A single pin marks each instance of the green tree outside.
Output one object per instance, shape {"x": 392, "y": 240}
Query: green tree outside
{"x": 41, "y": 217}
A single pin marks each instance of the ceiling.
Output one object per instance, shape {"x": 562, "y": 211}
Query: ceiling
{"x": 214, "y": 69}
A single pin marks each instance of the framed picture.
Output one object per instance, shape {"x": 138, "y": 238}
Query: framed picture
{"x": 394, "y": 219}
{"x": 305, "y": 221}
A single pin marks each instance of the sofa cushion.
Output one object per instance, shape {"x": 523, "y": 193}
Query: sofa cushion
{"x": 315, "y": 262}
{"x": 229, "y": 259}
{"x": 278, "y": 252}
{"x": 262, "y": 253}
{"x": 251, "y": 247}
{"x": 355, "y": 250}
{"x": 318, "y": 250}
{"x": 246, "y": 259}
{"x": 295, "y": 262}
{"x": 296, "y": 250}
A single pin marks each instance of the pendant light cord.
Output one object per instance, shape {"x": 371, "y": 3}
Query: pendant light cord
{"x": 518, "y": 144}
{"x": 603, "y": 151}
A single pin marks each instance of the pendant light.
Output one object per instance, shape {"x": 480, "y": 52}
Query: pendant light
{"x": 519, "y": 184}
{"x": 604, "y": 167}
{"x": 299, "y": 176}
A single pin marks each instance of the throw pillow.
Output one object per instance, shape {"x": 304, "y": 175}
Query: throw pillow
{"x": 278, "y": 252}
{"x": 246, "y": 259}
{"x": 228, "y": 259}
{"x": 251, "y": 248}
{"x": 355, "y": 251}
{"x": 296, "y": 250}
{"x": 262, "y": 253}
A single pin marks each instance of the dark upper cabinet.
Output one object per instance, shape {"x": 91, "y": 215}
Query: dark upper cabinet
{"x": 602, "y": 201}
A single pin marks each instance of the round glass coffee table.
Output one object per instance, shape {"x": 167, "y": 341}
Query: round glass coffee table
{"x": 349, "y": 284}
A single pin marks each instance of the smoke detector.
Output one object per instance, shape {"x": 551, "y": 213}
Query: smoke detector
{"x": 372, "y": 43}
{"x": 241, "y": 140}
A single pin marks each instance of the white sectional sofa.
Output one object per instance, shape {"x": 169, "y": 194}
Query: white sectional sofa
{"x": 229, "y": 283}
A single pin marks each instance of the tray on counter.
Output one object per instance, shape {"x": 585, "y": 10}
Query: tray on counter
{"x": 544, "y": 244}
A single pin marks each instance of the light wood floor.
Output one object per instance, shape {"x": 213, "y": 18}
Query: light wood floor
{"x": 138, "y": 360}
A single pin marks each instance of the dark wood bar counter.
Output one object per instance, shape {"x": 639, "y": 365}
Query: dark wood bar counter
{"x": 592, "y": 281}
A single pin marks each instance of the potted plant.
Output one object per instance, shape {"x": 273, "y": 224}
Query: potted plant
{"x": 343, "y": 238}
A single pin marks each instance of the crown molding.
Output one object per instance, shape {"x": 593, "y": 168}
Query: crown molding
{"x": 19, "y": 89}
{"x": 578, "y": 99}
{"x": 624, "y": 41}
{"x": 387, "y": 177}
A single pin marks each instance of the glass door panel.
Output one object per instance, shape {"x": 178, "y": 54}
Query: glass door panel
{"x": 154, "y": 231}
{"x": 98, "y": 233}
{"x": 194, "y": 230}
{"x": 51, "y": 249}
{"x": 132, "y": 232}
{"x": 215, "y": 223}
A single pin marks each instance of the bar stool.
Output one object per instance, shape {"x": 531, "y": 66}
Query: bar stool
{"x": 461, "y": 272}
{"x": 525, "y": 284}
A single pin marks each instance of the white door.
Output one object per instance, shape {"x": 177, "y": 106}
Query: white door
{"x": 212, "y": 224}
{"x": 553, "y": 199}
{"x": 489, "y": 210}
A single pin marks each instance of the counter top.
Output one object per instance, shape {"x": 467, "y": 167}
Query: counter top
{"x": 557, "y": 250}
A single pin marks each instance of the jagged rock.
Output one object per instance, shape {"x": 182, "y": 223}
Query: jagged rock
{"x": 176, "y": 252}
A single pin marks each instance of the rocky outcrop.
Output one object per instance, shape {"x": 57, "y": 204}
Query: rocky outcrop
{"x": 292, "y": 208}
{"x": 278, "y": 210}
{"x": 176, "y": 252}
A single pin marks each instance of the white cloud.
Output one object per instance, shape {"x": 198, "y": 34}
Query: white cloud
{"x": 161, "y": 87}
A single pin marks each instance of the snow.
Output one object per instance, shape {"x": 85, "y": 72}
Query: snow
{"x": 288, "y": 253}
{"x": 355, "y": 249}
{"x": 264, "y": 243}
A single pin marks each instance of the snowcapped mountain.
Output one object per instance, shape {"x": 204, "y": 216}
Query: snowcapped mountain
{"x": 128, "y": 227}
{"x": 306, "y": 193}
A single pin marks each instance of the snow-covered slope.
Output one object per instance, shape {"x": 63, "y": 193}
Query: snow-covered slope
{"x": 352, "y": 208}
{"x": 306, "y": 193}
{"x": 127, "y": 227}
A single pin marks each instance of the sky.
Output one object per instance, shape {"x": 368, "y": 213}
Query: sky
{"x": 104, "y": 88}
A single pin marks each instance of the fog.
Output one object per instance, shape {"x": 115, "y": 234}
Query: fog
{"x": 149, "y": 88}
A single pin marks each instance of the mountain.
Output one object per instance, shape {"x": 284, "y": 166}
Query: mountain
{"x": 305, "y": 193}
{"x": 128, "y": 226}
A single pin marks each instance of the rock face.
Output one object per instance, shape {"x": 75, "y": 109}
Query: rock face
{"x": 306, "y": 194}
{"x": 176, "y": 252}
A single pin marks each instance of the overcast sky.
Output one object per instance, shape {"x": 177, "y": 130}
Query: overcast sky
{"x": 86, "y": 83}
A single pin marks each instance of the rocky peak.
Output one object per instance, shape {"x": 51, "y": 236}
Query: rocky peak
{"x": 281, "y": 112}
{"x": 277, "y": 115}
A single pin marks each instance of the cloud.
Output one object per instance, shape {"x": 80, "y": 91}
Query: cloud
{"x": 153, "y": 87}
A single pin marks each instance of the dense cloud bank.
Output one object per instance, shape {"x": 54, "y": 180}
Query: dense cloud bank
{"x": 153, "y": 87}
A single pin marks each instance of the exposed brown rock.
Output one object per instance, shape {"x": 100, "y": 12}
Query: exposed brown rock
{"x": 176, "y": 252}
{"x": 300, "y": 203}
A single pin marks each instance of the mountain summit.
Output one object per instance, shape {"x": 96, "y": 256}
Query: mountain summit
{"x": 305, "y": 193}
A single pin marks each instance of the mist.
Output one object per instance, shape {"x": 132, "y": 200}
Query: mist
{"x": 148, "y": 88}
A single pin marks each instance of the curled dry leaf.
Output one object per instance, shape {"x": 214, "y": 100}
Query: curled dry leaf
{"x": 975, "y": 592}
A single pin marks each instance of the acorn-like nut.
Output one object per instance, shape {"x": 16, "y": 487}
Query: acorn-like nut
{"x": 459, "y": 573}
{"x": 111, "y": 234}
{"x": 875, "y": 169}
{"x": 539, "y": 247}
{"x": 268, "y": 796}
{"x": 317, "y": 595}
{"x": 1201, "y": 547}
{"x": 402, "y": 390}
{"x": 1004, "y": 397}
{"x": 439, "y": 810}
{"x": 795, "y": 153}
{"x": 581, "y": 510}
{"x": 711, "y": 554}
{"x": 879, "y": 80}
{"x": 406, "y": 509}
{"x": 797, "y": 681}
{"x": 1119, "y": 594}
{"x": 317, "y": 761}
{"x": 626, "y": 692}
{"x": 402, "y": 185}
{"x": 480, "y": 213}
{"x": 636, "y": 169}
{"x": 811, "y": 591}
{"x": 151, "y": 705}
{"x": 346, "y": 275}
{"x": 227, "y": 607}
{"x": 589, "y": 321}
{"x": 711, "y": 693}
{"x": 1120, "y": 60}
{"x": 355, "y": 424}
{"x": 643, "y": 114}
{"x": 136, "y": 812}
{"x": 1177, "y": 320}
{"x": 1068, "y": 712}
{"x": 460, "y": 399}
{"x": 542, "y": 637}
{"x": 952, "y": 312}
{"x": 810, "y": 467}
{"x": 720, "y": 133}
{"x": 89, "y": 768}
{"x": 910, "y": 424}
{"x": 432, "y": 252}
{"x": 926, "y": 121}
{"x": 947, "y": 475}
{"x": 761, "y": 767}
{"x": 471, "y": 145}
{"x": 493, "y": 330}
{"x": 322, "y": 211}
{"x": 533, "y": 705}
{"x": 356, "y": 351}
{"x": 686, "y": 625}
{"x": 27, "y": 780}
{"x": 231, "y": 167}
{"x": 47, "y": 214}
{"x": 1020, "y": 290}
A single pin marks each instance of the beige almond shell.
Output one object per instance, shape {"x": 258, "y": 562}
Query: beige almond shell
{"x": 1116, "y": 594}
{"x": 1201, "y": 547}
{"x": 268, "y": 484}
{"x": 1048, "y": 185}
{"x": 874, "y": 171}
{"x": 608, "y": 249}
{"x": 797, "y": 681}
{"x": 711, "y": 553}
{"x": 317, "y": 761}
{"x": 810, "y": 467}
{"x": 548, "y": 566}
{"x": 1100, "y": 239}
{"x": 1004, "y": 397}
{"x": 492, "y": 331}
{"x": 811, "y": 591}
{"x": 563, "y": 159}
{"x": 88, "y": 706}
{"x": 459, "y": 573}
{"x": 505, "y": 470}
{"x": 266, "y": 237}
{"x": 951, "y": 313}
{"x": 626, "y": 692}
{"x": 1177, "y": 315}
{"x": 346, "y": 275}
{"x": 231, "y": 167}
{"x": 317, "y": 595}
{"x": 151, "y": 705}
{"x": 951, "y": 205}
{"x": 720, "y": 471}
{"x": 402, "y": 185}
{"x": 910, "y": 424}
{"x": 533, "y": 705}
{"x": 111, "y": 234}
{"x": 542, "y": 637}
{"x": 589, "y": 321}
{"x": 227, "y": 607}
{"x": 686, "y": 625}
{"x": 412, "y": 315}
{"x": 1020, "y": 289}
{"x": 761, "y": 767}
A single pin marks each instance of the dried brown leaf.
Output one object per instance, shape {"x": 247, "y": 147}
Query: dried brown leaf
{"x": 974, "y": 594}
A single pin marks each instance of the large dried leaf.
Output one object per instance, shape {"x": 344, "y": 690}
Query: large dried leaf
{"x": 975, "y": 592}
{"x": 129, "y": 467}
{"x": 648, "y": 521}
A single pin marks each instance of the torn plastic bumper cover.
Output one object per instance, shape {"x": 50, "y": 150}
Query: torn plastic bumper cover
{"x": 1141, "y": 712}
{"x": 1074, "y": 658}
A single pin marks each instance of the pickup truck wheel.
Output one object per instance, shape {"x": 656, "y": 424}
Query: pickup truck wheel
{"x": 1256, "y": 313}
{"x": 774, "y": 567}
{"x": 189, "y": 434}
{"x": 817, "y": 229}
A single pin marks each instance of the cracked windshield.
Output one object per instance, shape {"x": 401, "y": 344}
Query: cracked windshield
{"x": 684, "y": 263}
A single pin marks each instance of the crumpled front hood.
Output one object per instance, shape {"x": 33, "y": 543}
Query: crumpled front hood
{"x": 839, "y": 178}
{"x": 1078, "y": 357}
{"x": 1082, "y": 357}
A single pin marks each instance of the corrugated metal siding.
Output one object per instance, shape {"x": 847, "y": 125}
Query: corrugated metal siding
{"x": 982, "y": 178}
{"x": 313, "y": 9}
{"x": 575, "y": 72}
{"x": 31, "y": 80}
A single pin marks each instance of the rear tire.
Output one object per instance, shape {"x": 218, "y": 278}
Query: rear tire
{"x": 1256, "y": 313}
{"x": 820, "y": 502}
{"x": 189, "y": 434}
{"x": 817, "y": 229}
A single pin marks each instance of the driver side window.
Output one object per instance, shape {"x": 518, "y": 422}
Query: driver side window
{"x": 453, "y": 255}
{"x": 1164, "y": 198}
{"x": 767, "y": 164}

* * * * *

- _YOUR OBJECTIVE_: Which lines above run from the one containing "A single pin marks each instance of the cloud." to the one containing "A single pin marks each instance of the curled"? Give them again exactly, both ends included.

- _RESPONSE AREA_:
A single pin marks each instance of the cloud.
Output one object per instance, shape {"x": 80, "y": 91}
Query: cloud
{"x": 153, "y": 87}
A single pin marks each instance of the dense cloud bank.
Output one object per instance, shape {"x": 54, "y": 180}
Query: dense cloud bank
{"x": 153, "y": 87}
A single pin marks each instance of the exposed brown rock.
Output one object per instance, shape {"x": 100, "y": 12}
Query: exposed brown rock
{"x": 176, "y": 252}
{"x": 300, "y": 203}
A single pin marks each instance of the mountain summit.
Output one object per instance, shape {"x": 96, "y": 256}
Query: mountain summit
{"x": 305, "y": 193}
A single pin marks each instance of the mist.
Output one object per instance, shape {"x": 132, "y": 200}
Query: mist
{"x": 148, "y": 88}
A single pin marks each instance of the curled dry leaf.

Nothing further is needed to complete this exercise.